Text section
((

Dr. A. L. Blessing, the calliope of medical freedom, in answer to my objection that his authorities against vaccination are either long dead or without professional standing:

Unfortunately for his reasoning, by the same logical process the words of Christ, Shakespeare, Bacon and all the other great lawgivers and reformers are dead letters and of no value.

A typical example of anti-vaccinationist bosh. What possible comparison can there be between generalizatlons about human conduct and special knowledge about the facts of biology? The principles of ethics are the same today that they were in the time of Christ; the facts of immunization belong, in the main, to the medical progress of the last 30 years.

Nine-tenths of the objections that were brought against vaccination in the sixties and seventies are no longer valid today. At that time, as every intelligent man knows, it was still impossible to guard against the contamination of vaccines. On the one hand, they might contain impurities derived from the body of the human being or animal from which they were taken--for example, the germs of tuberculosis, tetanus or hydrophobia. And on the other hand, there was grave risk of polluting them in transmission or during inoculation, thus producing so-called blood poisoning.

But both dangers are now reduced to next to nothing. On the one hand it is possible to make sure that the laboratory calf is free from tuberculosis, tetanus and all other such infectious diseases, and on the other hand it is possible to perform the operation of inoculation under absolutely aseptic conditions. And not only is this possible, but it is actually done daily. The huge vaccination scars of 40 or 50 years ago--mute evidence of unclean surgery--are now encountered very seldom. An authentic case of tuberculosis following competent vaccination is almost as rare as an authentic case of delirium tremens. In brief, the business of getting vaccinated, provided the attending surgeon be decently equipped for his work, is now little more dangerous than the business of getting shaved.

For this benign advance the human race owes its thanks and respect to a long line of earnest and inspired men, and particularly to Joseph Lister and Emil Pasteur. It was their patient experimentation, their long, tedious work in the laboratory, that made aseptic surgery possible. Not only must we thank them for the improvements made in vaccination against smallpox, but also for our growing control of other and even worse infectious diseases, and for the phenomenal advances in surgery in our time. As a direct result of their labors the death rate throughout civilization has been reduced fully 40 per cent. and the average span of human life has been lengthened more than five years.

))

Source material
((

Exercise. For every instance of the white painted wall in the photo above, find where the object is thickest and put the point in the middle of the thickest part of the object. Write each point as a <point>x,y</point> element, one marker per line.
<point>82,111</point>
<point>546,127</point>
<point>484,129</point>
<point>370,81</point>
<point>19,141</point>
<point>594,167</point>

))

Work order
Return the part of the vaccination text that begins at the words "For this benign" and stops after the words "than five years.", copied without any change.

Answer to the exercise
For this benign advance the human race owes its thanks and respect to a long line of earnest and inspired men, and particularly to Joseph Lister and Emil Pasteur. It was their patient experimentation, their long, tedious work in the laboratory, that made aseptic surgery possible. Not only must we thank them for the improvements made in vaccination against smallpox, but also for our growing control of other and even worse infectious diseases, and for the phenomenal advances in surgery in our time. As a direct result of their labors the death rate throughout civilization has been reduced fully 40 per cent. and the average span of human life has been lengthened more than five years.